* _Task instructions_:
Retype the stretch of material that opens with the line containing "Identify green vegetation on" and closes with the line containing "[0,38,68,91]", including both of those lines, without changing anything.

* _Exercise inputs_:
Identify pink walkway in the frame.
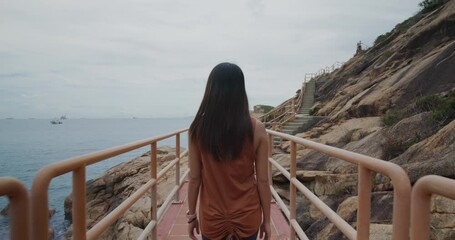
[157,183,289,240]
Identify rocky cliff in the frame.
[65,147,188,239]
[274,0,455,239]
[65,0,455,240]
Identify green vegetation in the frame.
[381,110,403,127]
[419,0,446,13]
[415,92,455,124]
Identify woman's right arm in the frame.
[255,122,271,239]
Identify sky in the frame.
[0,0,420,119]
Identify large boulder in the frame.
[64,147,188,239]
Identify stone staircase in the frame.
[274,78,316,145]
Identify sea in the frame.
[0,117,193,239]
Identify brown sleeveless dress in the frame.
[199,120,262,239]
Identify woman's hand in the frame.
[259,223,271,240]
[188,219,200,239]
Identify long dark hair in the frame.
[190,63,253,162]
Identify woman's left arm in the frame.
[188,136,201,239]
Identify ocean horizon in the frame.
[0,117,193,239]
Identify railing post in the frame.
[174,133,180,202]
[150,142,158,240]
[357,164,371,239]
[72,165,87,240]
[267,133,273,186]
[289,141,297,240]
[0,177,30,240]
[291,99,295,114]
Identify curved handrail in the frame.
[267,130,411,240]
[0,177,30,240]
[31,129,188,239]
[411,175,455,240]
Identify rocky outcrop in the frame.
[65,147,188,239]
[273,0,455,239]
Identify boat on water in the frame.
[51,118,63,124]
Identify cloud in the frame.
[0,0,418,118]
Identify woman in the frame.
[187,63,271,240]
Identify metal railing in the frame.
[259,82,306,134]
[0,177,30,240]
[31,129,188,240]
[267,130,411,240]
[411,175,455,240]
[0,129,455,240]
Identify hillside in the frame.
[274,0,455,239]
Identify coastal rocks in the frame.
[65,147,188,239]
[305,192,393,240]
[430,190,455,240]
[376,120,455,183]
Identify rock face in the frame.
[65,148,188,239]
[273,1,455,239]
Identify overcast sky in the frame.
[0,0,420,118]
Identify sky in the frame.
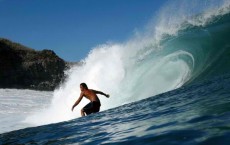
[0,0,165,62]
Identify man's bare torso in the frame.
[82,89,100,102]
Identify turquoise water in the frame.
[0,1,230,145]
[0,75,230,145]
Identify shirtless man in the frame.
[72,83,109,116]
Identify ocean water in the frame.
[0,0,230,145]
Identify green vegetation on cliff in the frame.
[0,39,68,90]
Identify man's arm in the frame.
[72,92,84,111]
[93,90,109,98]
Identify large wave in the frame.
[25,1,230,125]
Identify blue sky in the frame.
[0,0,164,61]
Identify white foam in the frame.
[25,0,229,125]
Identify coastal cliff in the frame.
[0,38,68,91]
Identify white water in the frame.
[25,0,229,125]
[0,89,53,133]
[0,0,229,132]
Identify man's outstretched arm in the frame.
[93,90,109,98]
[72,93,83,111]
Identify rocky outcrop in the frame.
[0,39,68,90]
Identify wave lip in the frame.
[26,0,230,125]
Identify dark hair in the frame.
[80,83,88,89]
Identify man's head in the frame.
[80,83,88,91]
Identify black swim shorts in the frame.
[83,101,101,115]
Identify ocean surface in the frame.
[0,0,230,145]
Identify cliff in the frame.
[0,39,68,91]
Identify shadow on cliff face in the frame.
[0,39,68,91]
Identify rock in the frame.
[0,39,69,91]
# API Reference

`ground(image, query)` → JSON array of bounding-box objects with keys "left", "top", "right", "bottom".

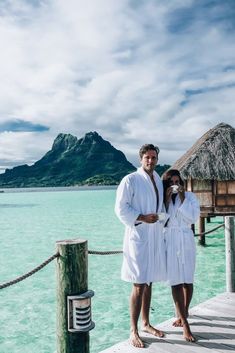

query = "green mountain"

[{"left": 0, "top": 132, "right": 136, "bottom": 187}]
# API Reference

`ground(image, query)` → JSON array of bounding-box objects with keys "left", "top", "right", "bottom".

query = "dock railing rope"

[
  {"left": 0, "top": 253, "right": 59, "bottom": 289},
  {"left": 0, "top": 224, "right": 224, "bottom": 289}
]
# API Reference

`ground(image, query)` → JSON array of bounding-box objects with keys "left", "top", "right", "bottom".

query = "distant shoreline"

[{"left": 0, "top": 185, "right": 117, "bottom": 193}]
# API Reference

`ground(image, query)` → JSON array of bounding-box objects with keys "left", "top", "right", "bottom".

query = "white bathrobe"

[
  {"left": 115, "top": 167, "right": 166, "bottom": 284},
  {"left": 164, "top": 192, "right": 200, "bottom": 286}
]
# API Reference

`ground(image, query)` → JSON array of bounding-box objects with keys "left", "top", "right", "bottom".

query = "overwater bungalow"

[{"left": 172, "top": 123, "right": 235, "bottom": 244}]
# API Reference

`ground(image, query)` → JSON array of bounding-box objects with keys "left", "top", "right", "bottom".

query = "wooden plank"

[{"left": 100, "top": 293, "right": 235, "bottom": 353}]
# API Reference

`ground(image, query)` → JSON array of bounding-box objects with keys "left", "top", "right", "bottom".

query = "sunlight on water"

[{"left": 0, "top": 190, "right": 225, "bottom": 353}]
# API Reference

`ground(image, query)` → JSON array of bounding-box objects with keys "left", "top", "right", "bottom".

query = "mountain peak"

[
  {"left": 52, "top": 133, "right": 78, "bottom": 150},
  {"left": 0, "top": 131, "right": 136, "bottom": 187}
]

* _Answer to the problem_:
Identify green vegetation on cliff in the frame.
[0,39,68,90]
Identify man's arm in the frame.
[72,92,84,111]
[93,90,109,98]
Identify large wave in the frame.
[25,1,230,125]
Identify blue sky in the frame.
[0,0,164,61]
Identify white foam in the frame.
[25,0,229,125]
Identify coastal cliff in the frame.
[0,38,68,91]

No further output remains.